--- Start Source passage ---
Re: Mersenne: P-1 Stage 2

[Alexander Kruppa]

Daran wrote:
> 
> ----- Original Message -----
> From: "Alexander Kruppa" <[EMAIL PROTECTED]>
> To: "Daran" <[EMAIL PROTECTED]>; <[EMAIL PROTECTED]>
> Sent: Monday, December 10, 2001 12:16 AM
> Subject: Re: Mersenne: P-1 Stage 2
> 
> > P-1 stage 1 computes x = a^E (mod N), where E is the product of all
> > primes and prime powers <= B1.
> 
> Right.  The math page says 3^(2*E*P) and neglects to mention the (mod N).
> It also doesn't make it clear that E is a product of prime *powers*, and not
> just a primordial.  I didn't understand how that could work, but this makes
> rather more sense.
> 
> So if we were using P-1 to factorise 1000 using B1=15 we would calculate
> 
> E = 2^9 * 3^6 * 5^4 * 7^3 * 11^2 * 13^2
> 
> Or did you mean
> 
> E = 2^3 * 3^2 * 5 * 7 * 11 * 13  ?

The programmer of the P-1 algorithm is free to choose, either way will
find factors.
But in practice one uses the second alternative for efficiency. A prime
power p^n has a probability of 1/p^n of dividing a random integer, so we
include all those primes and prime powers with a probability >= 1/B1,
that is all primes and prime powers p^n <= B1.
--- End Source passage ---
--- Start Data provided ---
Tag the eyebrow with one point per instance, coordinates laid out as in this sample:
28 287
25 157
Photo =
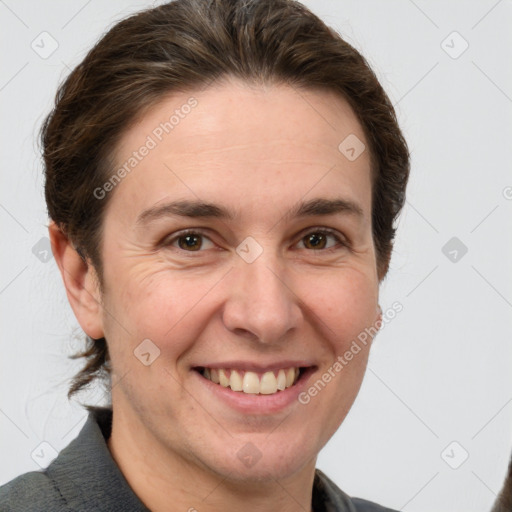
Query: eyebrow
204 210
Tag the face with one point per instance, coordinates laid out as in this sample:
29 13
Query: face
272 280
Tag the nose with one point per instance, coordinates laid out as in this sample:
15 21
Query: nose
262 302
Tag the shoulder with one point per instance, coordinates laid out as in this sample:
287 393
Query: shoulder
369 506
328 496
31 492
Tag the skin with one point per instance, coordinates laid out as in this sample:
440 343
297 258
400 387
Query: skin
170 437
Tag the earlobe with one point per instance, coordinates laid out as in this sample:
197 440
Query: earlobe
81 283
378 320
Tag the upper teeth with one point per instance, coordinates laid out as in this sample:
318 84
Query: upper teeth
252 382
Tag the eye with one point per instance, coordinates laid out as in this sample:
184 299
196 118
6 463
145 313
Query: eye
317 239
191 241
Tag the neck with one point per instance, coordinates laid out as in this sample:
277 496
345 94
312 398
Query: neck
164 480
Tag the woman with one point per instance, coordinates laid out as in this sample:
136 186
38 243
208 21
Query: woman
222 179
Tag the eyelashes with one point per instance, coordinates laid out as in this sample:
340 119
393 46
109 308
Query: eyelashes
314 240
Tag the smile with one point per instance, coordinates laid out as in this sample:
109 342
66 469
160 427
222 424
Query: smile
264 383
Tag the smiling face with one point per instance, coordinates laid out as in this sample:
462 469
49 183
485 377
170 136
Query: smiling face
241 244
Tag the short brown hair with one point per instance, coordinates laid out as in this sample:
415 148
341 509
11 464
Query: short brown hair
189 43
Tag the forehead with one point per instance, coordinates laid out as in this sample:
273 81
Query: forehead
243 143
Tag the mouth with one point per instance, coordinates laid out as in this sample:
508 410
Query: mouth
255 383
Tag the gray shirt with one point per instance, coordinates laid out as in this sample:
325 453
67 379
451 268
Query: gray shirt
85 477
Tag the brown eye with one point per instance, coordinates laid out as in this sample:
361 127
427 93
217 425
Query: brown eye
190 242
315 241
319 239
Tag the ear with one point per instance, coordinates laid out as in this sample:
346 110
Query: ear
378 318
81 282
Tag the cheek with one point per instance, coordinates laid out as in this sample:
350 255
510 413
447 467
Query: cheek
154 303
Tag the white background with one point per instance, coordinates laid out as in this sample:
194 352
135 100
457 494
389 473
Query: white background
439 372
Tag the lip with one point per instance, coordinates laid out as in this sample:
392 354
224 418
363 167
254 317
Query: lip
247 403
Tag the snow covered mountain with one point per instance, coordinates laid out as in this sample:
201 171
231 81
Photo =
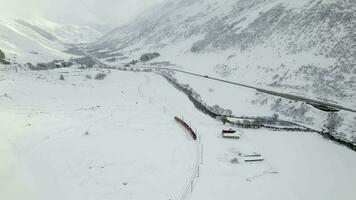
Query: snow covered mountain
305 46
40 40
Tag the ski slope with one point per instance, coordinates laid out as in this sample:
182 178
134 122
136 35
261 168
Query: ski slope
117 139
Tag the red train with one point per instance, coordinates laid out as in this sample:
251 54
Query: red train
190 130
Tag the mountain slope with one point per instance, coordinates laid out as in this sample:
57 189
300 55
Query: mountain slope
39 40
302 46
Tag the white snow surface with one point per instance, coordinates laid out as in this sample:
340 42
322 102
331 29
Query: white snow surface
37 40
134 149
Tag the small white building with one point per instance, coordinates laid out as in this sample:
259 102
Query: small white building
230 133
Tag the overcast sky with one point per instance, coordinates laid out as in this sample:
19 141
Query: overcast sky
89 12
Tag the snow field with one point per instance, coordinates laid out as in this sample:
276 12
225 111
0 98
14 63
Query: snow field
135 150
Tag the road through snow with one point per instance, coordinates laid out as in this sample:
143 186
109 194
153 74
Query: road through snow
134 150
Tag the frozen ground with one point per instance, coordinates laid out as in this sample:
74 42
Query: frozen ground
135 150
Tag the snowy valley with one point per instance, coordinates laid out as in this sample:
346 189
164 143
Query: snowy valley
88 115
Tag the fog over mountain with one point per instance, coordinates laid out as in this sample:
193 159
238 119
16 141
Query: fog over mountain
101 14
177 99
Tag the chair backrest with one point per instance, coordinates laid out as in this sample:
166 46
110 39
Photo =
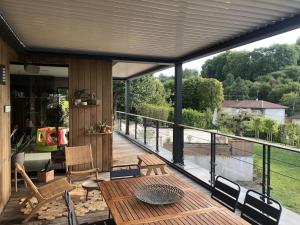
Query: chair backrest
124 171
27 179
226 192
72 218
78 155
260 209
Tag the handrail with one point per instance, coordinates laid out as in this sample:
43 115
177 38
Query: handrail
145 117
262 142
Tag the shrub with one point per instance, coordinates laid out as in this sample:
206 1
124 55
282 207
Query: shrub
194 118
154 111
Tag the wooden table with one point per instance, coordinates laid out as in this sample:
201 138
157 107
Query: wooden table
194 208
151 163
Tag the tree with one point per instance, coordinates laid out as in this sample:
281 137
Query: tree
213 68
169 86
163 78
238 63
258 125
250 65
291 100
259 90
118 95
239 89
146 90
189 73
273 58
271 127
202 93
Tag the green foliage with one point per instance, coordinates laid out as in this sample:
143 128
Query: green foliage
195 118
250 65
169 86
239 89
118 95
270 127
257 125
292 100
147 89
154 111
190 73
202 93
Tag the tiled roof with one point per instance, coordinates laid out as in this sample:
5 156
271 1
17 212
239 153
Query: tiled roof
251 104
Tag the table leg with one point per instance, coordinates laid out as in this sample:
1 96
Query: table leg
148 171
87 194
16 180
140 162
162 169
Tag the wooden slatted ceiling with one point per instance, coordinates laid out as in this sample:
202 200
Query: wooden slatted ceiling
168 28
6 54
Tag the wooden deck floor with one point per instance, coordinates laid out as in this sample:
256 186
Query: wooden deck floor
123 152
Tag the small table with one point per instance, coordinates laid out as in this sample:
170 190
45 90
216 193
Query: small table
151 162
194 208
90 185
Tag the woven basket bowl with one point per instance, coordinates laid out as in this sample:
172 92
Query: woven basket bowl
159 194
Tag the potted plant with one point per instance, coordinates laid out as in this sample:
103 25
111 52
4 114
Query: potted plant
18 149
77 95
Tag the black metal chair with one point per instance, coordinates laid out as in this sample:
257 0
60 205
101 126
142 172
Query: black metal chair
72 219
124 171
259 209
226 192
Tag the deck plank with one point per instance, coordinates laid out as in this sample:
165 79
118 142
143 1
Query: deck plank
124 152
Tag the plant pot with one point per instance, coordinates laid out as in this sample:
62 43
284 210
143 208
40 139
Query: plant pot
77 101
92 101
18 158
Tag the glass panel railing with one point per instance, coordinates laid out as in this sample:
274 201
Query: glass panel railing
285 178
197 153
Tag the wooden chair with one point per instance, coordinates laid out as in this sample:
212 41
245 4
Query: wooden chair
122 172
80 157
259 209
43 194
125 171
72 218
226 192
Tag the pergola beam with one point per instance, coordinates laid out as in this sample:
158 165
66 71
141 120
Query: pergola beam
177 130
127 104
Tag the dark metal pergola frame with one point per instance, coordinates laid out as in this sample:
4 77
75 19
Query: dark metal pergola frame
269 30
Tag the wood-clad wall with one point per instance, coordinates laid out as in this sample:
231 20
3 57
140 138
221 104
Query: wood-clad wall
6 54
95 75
--- End Data provided ---
• Problems to solve
**A.** Answer these about the P-1 factoring thread:
(i) What does P-1 stage 1 compute?
(ii) What does Daran say the math page neglects to mention?
(iii) Which of the two choices of E is used in practice?
**B.** Collect every line of the records that contains the string "forehead". Case counts.

• Replies
**A.**
(i) x = a^E (mod N), where E is the product of all primes and prime powers <= B1.
(ii) The (mod N).
(iii) The second alternative, E = 2^3 * 3^2 * 5 * 7 * 11 * 13.

**B.**
Tag the forehead with one point per instance, coordinates laid out as in this sample:
Query: forehead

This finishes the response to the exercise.